- _SET TASK_:
Replace "purple scarf" with "violet scarf" in the part of the lines that opens with the line containing "the beige umbrella" and closes with the last line, leaving everything else unchanged. Give only that part.
◆ ◆ ◆ ◆ ◆
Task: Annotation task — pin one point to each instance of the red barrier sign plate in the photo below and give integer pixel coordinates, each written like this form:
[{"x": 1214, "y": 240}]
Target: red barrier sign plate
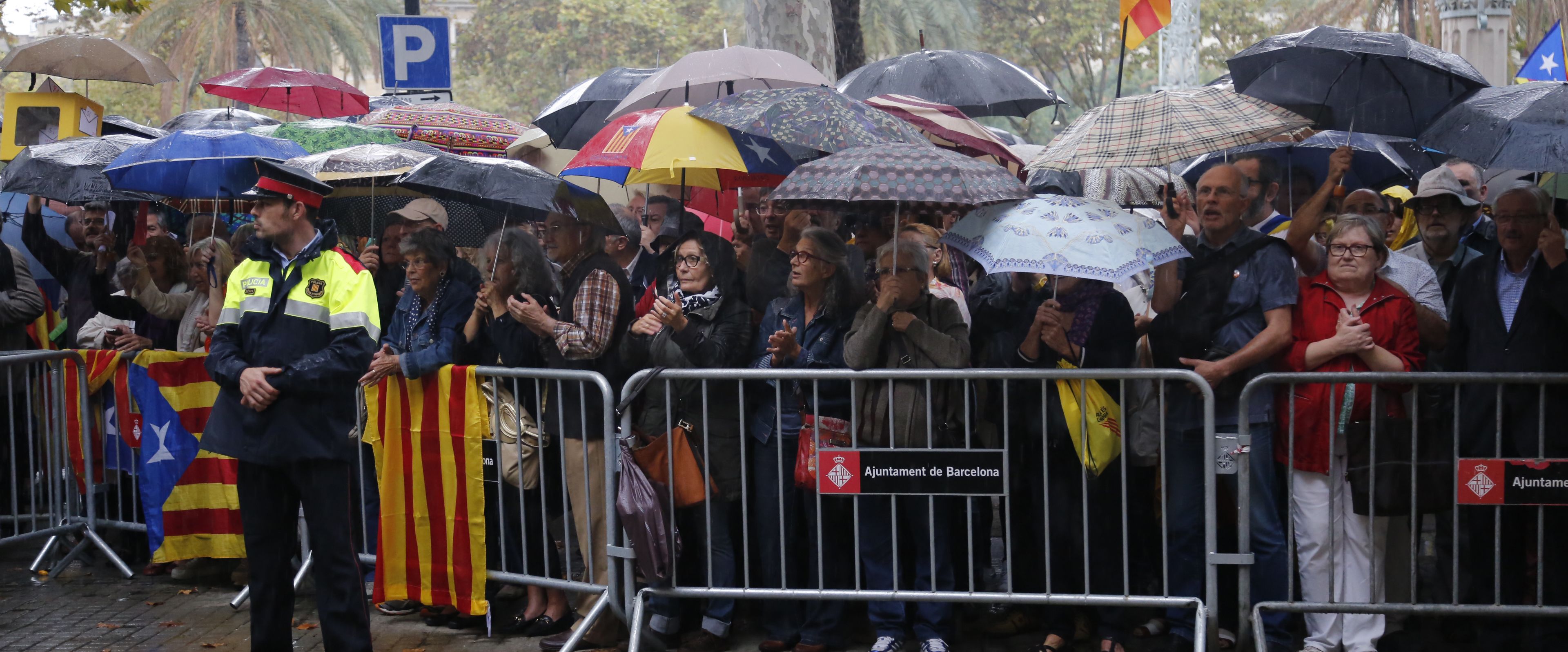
[{"x": 1512, "y": 482}]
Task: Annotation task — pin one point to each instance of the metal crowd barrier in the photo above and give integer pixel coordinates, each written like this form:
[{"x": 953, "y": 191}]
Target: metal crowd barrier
[
  {"x": 1025, "y": 391},
  {"x": 43, "y": 498},
  {"x": 1468, "y": 489}
]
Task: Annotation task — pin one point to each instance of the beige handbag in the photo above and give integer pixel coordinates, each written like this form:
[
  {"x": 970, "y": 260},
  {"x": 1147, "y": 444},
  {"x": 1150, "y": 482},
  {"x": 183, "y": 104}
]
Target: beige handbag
[{"x": 519, "y": 466}]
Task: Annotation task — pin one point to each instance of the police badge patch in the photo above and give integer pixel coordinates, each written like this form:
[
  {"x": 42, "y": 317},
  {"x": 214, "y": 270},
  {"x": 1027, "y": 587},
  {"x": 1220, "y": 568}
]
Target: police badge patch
[{"x": 314, "y": 289}]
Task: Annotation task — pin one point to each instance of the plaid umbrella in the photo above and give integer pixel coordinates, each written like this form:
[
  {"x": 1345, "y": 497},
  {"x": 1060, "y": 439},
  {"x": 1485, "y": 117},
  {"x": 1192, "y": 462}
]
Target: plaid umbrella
[
  {"x": 948, "y": 127},
  {"x": 451, "y": 127},
  {"x": 811, "y": 116},
  {"x": 1166, "y": 127},
  {"x": 907, "y": 173}
]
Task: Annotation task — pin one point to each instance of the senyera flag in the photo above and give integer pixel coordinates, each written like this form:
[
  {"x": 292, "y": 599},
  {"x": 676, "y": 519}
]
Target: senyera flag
[
  {"x": 1142, "y": 19},
  {"x": 189, "y": 496},
  {"x": 429, "y": 436}
]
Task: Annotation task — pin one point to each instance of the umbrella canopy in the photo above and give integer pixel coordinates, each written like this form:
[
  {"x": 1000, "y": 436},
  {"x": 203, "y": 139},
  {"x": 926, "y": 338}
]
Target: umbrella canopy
[
  {"x": 1056, "y": 234},
  {"x": 229, "y": 118},
  {"x": 366, "y": 161},
  {"x": 84, "y": 57},
  {"x": 71, "y": 170},
  {"x": 291, "y": 90},
  {"x": 670, "y": 146},
  {"x": 948, "y": 127},
  {"x": 713, "y": 74},
  {"x": 810, "y": 116},
  {"x": 1352, "y": 80},
  {"x": 1372, "y": 162},
  {"x": 976, "y": 82},
  {"x": 1164, "y": 127},
  {"x": 452, "y": 127},
  {"x": 512, "y": 187},
  {"x": 121, "y": 125},
  {"x": 573, "y": 118},
  {"x": 1519, "y": 127},
  {"x": 322, "y": 135},
  {"x": 198, "y": 163},
  {"x": 905, "y": 173}
]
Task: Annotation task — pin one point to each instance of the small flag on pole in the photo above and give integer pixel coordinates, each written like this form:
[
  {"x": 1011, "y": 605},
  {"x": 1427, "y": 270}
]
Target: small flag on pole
[
  {"x": 1547, "y": 62},
  {"x": 1142, "y": 19}
]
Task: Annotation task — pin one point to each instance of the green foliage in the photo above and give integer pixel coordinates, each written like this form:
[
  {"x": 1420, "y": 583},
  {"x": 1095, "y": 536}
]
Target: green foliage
[{"x": 518, "y": 56}]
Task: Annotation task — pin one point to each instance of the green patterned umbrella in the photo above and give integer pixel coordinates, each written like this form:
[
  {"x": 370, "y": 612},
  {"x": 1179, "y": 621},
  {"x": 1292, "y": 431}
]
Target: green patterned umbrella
[
  {"x": 322, "y": 134},
  {"x": 909, "y": 173},
  {"x": 810, "y": 116}
]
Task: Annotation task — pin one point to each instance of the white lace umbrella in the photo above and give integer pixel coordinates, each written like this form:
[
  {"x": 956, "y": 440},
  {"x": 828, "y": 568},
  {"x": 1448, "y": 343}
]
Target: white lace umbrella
[{"x": 1056, "y": 234}]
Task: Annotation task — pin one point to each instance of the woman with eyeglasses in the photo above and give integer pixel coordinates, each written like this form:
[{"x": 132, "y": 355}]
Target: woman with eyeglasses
[
  {"x": 702, "y": 324},
  {"x": 1346, "y": 320},
  {"x": 804, "y": 330}
]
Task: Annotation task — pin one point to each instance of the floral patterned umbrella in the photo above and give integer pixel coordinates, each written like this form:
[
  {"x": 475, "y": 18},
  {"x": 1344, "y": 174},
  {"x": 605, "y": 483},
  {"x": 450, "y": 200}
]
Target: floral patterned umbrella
[
  {"x": 907, "y": 173},
  {"x": 810, "y": 116},
  {"x": 1056, "y": 234},
  {"x": 451, "y": 127}
]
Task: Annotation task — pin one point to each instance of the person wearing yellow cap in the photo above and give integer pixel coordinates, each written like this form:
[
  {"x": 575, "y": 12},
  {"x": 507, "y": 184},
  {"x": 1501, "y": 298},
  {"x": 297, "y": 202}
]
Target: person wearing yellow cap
[{"x": 297, "y": 331}]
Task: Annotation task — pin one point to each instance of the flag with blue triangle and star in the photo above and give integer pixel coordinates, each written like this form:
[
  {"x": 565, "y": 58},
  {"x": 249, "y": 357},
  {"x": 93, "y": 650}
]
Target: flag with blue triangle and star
[{"x": 1547, "y": 62}]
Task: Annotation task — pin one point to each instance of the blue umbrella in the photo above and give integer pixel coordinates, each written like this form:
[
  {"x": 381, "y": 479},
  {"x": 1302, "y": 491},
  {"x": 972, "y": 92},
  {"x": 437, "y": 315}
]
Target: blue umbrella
[
  {"x": 1372, "y": 162},
  {"x": 198, "y": 163}
]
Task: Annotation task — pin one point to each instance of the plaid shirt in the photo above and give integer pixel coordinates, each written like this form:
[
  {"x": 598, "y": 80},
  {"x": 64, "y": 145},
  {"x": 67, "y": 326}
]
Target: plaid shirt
[{"x": 595, "y": 308}]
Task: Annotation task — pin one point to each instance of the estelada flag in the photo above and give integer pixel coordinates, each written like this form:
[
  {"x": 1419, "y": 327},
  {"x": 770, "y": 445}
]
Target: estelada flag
[
  {"x": 427, "y": 435},
  {"x": 189, "y": 496},
  {"x": 1144, "y": 18}
]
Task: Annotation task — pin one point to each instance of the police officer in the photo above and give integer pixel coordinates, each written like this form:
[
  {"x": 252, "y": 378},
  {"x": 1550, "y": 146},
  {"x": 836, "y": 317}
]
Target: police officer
[{"x": 297, "y": 331}]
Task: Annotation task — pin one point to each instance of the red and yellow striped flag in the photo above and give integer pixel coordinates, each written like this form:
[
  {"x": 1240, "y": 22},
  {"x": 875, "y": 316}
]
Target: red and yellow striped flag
[
  {"x": 1144, "y": 18},
  {"x": 427, "y": 435}
]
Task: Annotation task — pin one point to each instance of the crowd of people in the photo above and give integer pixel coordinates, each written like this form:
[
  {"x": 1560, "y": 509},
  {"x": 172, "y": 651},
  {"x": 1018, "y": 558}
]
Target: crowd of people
[{"x": 1301, "y": 283}]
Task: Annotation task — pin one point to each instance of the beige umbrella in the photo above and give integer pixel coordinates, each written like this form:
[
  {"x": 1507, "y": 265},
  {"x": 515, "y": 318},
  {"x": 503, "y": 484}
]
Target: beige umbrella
[{"x": 84, "y": 57}]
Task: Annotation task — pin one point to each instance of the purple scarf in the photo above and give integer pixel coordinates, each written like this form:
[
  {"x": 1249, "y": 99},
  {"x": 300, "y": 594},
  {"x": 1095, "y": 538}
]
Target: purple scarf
[{"x": 1084, "y": 303}]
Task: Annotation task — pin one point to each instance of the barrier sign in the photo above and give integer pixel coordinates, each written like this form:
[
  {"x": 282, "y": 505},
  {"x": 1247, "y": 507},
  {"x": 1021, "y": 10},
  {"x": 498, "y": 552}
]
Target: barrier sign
[
  {"x": 1512, "y": 482},
  {"x": 911, "y": 471}
]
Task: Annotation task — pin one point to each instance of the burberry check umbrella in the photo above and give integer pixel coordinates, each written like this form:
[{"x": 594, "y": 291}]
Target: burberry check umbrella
[
  {"x": 902, "y": 173},
  {"x": 1166, "y": 127}
]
◆ ◆ ◆ ◆ ◆
- _THE OUTPUT_:
Task: Annotation task — pin one point to each instance of the beige umbrella in the photo above and give integer pixel coordinates, each written like this form:
[
  {"x": 1507, "y": 265},
  {"x": 515, "y": 318},
  {"x": 503, "y": 484}
]
Target: beige umbrella
[{"x": 84, "y": 57}]
Task: Annotation task — pin one point to each instance of the violet scarf in the photo above and give integer pixel coordinates, each written like this form:
[
  {"x": 1249, "y": 99},
  {"x": 300, "y": 594},
  {"x": 1095, "y": 538}
]
Target: violet scarf
[{"x": 1084, "y": 303}]
Task: Annotation task — pin one point to each instance of the barrier sign in the photo above and give integer pixel coordinates, each written like this form:
[
  {"x": 282, "y": 505},
  {"x": 1247, "y": 507},
  {"x": 1021, "y": 10},
  {"x": 498, "y": 552}
]
Target: barrier sign
[
  {"x": 1512, "y": 482},
  {"x": 911, "y": 471}
]
Task: Annotation task — pin one point to each instance of the burberry check umbrella in the photo above and give integer pixel coordinates, each written like this form:
[{"x": 594, "y": 291}]
Target: burberry check umbrella
[
  {"x": 902, "y": 173},
  {"x": 1166, "y": 127}
]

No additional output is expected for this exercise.